From the listing below, copy every line with the word "grass".

##### Records for this task

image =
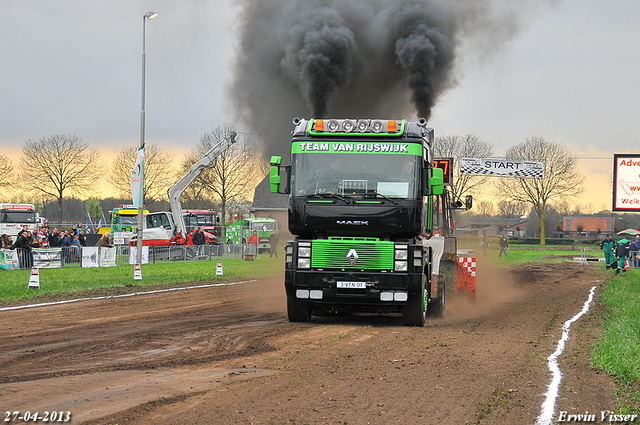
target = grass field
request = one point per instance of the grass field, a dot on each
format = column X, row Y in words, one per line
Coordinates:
column 67, row 281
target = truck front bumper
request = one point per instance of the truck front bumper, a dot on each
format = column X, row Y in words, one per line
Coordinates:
column 364, row 290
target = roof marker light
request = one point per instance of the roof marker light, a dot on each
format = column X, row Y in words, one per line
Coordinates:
column 348, row 126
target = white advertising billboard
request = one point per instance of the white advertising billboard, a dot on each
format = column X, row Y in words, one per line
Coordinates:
column 626, row 182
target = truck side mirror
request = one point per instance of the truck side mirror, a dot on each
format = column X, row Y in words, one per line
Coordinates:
column 437, row 181
column 274, row 174
column 279, row 176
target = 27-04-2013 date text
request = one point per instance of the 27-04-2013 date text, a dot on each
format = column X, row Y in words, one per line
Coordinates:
column 46, row 416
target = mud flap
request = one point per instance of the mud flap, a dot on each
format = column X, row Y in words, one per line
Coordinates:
column 466, row 277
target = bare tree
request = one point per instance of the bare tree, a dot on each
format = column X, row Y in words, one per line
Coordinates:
column 561, row 179
column 157, row 175
column 234, row 174
column 485, row 208
column 510, row 209
column 7, row 178
column 57, row 164
column 458, row 147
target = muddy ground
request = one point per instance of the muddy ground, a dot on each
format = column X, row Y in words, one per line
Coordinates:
column 227, row 354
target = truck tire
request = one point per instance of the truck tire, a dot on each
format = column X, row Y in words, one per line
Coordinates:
column 298, row 311
column 414, row 312
column 438, row 307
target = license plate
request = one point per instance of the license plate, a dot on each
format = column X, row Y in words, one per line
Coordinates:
column 352, row 285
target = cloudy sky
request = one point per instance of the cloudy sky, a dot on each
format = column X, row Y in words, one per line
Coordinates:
column 571, row 74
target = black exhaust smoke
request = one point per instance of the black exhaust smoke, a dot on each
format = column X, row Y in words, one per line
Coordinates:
column 350, row 58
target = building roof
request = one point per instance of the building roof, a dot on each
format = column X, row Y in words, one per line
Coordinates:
column 264, row 199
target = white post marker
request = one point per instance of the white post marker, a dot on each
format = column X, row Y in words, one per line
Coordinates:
column 34, row 279
column 137, row 272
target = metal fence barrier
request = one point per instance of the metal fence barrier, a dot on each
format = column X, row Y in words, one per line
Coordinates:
column 21, row 258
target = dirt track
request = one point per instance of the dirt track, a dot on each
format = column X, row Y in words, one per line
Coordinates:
column 229, row 355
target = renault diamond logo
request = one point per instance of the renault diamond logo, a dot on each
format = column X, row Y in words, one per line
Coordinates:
column 352, row 256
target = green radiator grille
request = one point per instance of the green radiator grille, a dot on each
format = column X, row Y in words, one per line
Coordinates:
column 333, row 253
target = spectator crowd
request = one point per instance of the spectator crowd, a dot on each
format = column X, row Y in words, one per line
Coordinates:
column 73, row 239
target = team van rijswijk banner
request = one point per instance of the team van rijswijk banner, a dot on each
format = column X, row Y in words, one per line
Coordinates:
column 626, row 182
column 503, row 167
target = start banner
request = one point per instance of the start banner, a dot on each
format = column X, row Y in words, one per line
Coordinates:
column 503, row 167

##########

### [Written response]
target = grass field
request = one point per instance of the grass field, a dot on each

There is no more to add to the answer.